The English name of Switzerland is a compound containing Switzer, an obsolete term for the Swiss, which was in use during the 16th to 19th centuries. The English adjective Swiss is a loan from French Suisse, also in use since the 16th century.

The name Switzer is from the Alemannic Schwiizer, in origin an inhabitant of Schwyz and its associated territory, one of the Waldstätten cantons which formed the nucleus of the Old Swiss Confederacy. The name originates as an exonym, applied pars pro toto to the troops of the Confederacy. The Swiss themselves began to adopt the name for themselves after the Swabian War of 1499, used alongside the term for "Confederates", Eidgenossen ("oath-fellows"), used
since the 14th century.

The Swiss German name of the country is homophonous to that of the canton and the settlement, but distinguished by the use of the definite article (d'Schwiiz /[tʃviːts]/ for the Confederation, but simply Schwyz /[ʃviːts]/ for the canton and the town).

__Data__.

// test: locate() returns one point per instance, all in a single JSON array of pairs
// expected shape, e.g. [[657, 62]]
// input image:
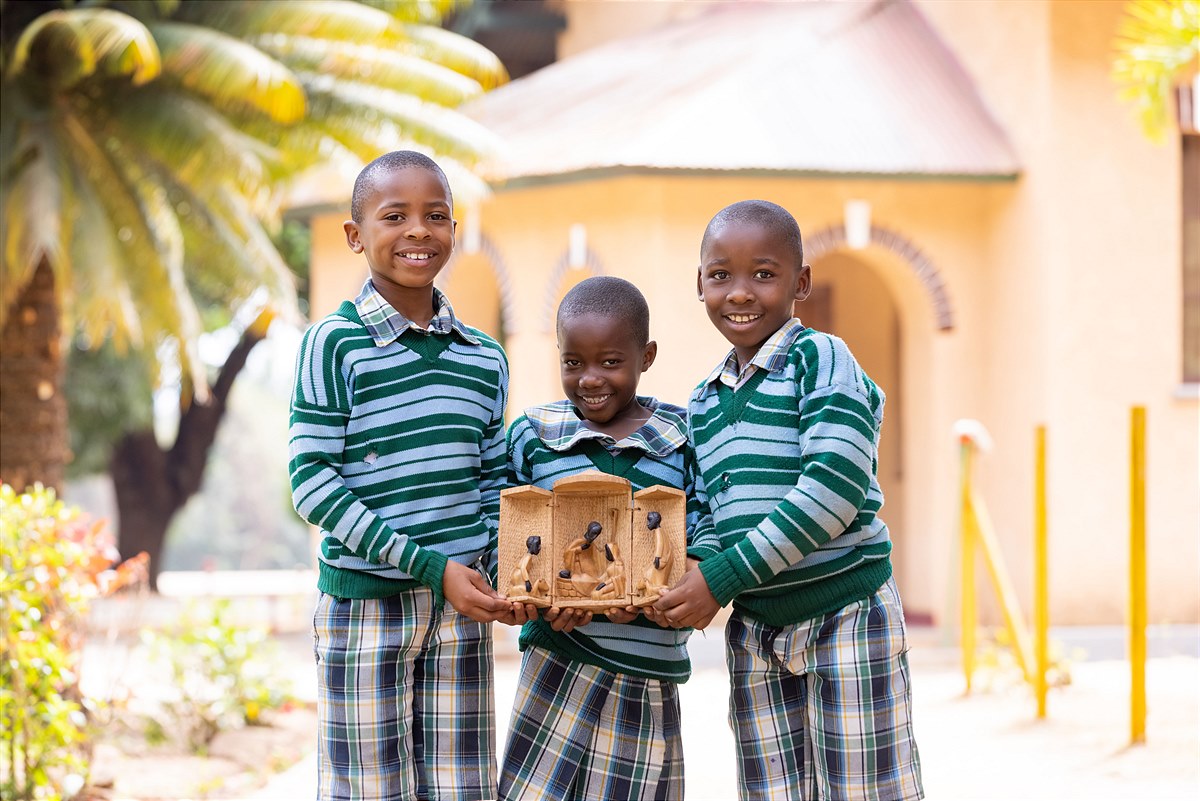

__Directions__.
- 1) In the passage on the origin of Switzerland's name, rewrite the part between "The English name" and "the 14th century.", inclusive, changing "exonym" to "external name".
- 2) Write what comes next in the passage on the origin of Switzerland's name, picking up after its final sentence.

__Answers to the exercises__.
- 1)
The English name of Switzerland is a compound containing Switzer, an obsolete term for the Swiss, which was in use during the 16th to 19th centuries. The English adjective Swiss is a loan from French Suisse, also in use since the 16th century.

The name Switzer is from the Alemannic Schwiizer, in origin an inhabitant of Schwyz and its associated territory, one of the Waldstätten cantons which formed the nucleus of the Old Swiss Confederacy. The name originates as an external name, applied pars pro toto to the troops of the Confederacy. The Swiss themselves began to adopt the name for themselves after the Swabian War of 1499, used alongside the term for "Confederates", Eidgenossen ("oath-fellows"), used
since the 14th century.

- 2)
==Schwyz==

The toponym Schwyz itself is first attested in 972, as villa Suittes. Its etymology is uncertain, it may be either derived from a Germanic name in *swiþ- ‘strength’ or from either a Germanic (*swint-) or Celtic (*sveit-) word for "clearing". The name is recorded as Schwitz in the 13th century, and in the 17th to 18th century often as Schweitz. The spelling of y for /[iː]/ originates as a ligature ij in 15th-century handwriting.

The Swiss chroniclers of the 15th and 16th centuries present a legendary eponymous founder, one Suit (Swit, Schwyt, Switer), leader of a population migrating from Sweden due to a famine. Suit is said to have defeated his brother Scheijo (or Scheyg) in single combat in a dispute over leadership of the new settlement.
Petermann Etterlin (fl. 1470s, printed 1507).

Use of Switzer, Switenses, Swicenses for troops raised by the Confederacy as a whole, as it were pars pro toto because of the prominence of Schwyz in the early history of the Confederacy, is in use as an exonym from the later 14th century.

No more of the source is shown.